OBJECTIVE: Rewrite the part of the listing below that opens with the line containing "window frame for motion analytics." and closes with the line containing "[401,177,978,417]" as a Markdown table. Use the columns Row and Entry, give each line a row number, and leave out blank lines.

▶

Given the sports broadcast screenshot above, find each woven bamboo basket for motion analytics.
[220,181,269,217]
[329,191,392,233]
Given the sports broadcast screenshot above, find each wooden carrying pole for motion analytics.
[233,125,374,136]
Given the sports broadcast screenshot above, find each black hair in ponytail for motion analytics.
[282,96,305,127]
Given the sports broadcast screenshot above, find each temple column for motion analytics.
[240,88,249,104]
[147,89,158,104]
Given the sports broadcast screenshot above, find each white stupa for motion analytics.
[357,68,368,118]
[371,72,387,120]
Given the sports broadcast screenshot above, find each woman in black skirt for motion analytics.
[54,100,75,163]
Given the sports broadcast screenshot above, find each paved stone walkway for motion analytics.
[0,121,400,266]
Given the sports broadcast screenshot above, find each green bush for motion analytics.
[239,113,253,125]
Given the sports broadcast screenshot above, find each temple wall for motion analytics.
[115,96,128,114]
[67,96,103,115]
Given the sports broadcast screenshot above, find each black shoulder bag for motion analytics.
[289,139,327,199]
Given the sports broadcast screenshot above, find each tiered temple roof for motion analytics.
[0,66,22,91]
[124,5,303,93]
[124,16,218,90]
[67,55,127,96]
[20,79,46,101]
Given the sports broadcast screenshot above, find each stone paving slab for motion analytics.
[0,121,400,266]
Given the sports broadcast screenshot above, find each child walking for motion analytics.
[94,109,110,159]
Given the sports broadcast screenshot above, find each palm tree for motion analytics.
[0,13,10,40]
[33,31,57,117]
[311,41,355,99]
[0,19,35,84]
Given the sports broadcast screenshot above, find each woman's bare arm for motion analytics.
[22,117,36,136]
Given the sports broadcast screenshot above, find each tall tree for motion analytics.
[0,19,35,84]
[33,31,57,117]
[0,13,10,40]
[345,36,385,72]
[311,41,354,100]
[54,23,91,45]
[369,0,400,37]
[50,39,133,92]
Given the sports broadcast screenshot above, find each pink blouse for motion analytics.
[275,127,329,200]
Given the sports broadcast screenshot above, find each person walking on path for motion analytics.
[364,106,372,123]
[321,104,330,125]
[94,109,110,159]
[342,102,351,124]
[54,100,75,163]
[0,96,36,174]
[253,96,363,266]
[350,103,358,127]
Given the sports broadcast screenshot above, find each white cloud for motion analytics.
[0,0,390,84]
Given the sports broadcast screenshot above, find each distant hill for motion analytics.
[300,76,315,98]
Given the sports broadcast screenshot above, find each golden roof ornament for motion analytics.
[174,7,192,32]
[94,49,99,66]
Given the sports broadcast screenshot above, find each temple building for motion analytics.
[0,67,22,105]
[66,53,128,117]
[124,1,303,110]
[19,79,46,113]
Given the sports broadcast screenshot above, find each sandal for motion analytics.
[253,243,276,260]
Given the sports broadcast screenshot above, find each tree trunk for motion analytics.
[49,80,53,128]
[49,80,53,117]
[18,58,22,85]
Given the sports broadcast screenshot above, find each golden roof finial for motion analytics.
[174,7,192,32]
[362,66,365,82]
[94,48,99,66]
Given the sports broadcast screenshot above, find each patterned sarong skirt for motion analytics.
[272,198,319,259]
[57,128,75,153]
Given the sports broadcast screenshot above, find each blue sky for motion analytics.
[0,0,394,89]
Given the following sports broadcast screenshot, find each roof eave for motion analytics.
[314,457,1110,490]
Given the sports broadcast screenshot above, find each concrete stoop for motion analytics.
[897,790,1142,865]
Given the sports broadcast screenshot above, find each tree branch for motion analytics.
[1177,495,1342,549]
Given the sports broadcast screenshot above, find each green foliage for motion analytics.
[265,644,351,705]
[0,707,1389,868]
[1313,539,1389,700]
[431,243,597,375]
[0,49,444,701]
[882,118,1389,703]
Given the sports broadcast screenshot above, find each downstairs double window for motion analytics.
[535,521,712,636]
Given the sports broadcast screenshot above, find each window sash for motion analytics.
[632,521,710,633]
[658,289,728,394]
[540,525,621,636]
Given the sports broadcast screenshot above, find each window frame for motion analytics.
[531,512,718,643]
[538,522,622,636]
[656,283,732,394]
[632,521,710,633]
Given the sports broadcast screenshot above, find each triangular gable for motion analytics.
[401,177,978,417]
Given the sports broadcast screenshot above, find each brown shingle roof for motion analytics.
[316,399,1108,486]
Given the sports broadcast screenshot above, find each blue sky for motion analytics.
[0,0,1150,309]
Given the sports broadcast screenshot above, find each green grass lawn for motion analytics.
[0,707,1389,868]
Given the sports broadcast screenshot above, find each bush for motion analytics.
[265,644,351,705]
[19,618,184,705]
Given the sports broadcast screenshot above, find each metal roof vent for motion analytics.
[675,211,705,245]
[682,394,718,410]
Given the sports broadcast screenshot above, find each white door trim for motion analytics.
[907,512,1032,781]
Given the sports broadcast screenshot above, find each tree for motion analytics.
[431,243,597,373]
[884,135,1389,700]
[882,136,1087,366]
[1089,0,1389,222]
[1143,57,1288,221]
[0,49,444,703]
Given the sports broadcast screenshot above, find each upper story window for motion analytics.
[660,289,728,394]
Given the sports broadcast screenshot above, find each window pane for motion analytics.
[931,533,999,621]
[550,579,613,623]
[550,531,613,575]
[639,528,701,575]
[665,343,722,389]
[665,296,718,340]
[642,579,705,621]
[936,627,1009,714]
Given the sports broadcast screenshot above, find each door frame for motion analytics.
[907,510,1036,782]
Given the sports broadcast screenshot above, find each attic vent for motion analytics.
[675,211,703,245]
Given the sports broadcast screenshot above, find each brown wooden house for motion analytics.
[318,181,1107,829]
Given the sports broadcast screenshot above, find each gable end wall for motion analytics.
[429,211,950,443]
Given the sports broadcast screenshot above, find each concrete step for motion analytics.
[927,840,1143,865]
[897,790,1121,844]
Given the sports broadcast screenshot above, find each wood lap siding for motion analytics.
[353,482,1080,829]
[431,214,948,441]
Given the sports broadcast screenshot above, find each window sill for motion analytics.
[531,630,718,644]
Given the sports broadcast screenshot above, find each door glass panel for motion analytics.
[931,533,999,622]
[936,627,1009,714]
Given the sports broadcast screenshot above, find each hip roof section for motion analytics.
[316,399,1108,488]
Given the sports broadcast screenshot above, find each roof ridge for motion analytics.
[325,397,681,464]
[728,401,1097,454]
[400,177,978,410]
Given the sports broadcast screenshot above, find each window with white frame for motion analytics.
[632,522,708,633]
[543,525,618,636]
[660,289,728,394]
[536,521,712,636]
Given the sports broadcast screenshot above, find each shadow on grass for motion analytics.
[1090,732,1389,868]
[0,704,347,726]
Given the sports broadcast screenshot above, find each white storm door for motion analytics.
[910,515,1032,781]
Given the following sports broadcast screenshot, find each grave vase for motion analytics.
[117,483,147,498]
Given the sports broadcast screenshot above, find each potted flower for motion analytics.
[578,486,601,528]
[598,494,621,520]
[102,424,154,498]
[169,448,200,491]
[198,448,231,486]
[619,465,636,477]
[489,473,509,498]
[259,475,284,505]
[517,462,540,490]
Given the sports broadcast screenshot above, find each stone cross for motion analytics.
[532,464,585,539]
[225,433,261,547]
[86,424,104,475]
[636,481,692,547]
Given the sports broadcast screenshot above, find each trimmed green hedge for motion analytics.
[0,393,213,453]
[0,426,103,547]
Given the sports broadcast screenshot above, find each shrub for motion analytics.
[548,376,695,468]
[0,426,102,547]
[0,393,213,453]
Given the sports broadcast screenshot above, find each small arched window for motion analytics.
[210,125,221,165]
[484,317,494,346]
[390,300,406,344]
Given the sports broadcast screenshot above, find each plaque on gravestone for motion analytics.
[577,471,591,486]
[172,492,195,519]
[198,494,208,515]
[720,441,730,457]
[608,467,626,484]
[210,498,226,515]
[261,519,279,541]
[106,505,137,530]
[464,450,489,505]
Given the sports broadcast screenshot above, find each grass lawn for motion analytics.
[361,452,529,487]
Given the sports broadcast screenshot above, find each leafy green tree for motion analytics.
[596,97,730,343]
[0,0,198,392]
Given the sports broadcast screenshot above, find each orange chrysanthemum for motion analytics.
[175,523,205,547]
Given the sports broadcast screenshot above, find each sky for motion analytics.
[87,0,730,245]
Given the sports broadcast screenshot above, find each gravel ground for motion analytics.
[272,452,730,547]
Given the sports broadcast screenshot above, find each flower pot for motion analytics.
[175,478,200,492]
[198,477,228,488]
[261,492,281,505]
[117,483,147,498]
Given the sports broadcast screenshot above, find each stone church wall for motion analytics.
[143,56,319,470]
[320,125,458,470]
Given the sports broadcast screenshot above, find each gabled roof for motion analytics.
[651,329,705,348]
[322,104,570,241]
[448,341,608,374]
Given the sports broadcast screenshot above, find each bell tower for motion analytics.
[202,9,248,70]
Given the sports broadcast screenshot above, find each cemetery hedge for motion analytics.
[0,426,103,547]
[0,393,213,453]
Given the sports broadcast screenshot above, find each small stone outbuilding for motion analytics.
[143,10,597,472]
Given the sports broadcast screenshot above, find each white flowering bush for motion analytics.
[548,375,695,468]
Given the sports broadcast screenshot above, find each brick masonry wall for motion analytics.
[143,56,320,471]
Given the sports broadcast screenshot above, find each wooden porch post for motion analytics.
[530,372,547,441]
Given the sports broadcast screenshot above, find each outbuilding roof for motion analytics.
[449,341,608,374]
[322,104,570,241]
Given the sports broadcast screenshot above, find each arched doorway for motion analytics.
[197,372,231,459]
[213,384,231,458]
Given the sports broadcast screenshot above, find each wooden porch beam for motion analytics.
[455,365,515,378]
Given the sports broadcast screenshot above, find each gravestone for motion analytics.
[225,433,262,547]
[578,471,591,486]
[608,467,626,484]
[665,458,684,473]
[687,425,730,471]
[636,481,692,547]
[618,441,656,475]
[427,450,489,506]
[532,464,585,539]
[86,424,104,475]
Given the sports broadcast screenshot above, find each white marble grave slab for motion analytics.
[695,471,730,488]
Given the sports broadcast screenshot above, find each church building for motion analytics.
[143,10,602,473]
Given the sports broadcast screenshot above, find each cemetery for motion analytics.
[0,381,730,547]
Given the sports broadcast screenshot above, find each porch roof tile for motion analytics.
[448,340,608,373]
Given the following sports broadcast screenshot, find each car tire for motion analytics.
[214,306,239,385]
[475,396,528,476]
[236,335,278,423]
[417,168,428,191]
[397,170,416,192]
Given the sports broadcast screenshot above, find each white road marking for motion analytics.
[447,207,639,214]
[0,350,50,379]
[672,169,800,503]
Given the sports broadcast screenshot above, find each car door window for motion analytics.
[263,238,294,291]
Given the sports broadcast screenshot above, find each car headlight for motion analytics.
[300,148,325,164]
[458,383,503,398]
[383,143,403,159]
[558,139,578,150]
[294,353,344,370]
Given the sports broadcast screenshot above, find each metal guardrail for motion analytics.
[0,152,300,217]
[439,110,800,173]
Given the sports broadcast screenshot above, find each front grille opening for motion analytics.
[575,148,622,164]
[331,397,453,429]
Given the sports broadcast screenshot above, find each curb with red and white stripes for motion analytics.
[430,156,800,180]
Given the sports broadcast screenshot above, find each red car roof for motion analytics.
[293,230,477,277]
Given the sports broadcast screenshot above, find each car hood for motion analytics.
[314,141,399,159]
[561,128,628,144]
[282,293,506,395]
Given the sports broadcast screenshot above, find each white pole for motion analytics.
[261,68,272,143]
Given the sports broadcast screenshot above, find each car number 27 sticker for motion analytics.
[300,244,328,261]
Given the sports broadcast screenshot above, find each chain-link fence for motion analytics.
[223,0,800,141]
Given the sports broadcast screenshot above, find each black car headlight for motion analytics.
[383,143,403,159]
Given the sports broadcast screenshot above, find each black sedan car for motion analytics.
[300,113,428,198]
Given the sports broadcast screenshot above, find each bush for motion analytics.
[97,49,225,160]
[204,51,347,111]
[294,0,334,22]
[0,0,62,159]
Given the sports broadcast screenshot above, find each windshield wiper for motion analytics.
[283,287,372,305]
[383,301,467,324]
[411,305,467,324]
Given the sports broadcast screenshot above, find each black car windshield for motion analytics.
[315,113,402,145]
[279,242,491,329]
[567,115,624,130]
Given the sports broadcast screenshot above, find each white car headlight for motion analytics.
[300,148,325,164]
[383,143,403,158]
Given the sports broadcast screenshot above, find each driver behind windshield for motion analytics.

◀

RESULT BELOW:
| Row | Entry |
|---|---|
| 1 | Given the sports broadcast screenshot above, find each window frame for motion analytics. |
| 2 | [531,512,718,643] |
| 3 | [538,522,622,636] |
| 4 | [656,283,732,394] |
| 5 | [632,521,710,633] |
| 6 | Given the sports broadcast screenshot above, find each triangular gable for motion analytics. |
| 7 | [401,177,978,417] |